- [Instruction]
Reproduce every line from the one containing "The automation agent needs to target the cloudy" through the one containing "[48,126,595,367]", and shift each bounding-box coordinate by +60. Leave all other text unchanged and output only those lines.

* * * *

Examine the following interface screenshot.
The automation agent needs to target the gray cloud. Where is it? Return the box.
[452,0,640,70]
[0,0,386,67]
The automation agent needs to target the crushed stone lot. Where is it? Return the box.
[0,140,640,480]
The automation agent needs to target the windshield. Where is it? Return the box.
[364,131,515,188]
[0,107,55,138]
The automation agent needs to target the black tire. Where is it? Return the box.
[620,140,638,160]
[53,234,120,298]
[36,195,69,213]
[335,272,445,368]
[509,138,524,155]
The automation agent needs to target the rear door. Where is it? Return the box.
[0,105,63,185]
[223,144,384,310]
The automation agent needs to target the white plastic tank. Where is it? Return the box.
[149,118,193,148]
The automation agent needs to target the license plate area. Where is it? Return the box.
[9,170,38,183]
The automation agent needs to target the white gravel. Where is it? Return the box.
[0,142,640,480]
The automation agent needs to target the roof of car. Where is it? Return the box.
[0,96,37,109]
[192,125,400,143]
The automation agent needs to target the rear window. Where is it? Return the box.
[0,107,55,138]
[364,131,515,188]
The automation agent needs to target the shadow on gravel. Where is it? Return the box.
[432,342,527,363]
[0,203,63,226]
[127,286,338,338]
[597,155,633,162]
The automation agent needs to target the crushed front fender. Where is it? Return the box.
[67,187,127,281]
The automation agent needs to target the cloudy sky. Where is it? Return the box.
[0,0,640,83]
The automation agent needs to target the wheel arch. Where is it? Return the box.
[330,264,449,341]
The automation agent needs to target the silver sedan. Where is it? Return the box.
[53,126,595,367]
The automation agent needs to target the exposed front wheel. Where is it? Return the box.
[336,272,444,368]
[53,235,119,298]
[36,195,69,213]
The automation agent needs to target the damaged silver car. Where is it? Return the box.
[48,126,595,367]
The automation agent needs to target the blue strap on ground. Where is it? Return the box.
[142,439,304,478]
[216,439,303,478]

* * * *

- [Completed task]
The automation agent needs to target the cloudy sky. Where is it? Return the box.
[60,60,700,143]
The automation agent needs to target the wheel arch. Where is it? Return the box.
[390,324,509,401]
The automation agent needs to target the silver sedan. Where is it? Return the box.
[113,186,655,427]
The automation agent needs to target the exposed front wheel. Where is it? Return the box.
[396,332,504,428]
[113,295,179,358]
[96,255,129,273]
The automation agent needs to target the damaged silver car. Where is it? Return the box.
[108,186,655,427]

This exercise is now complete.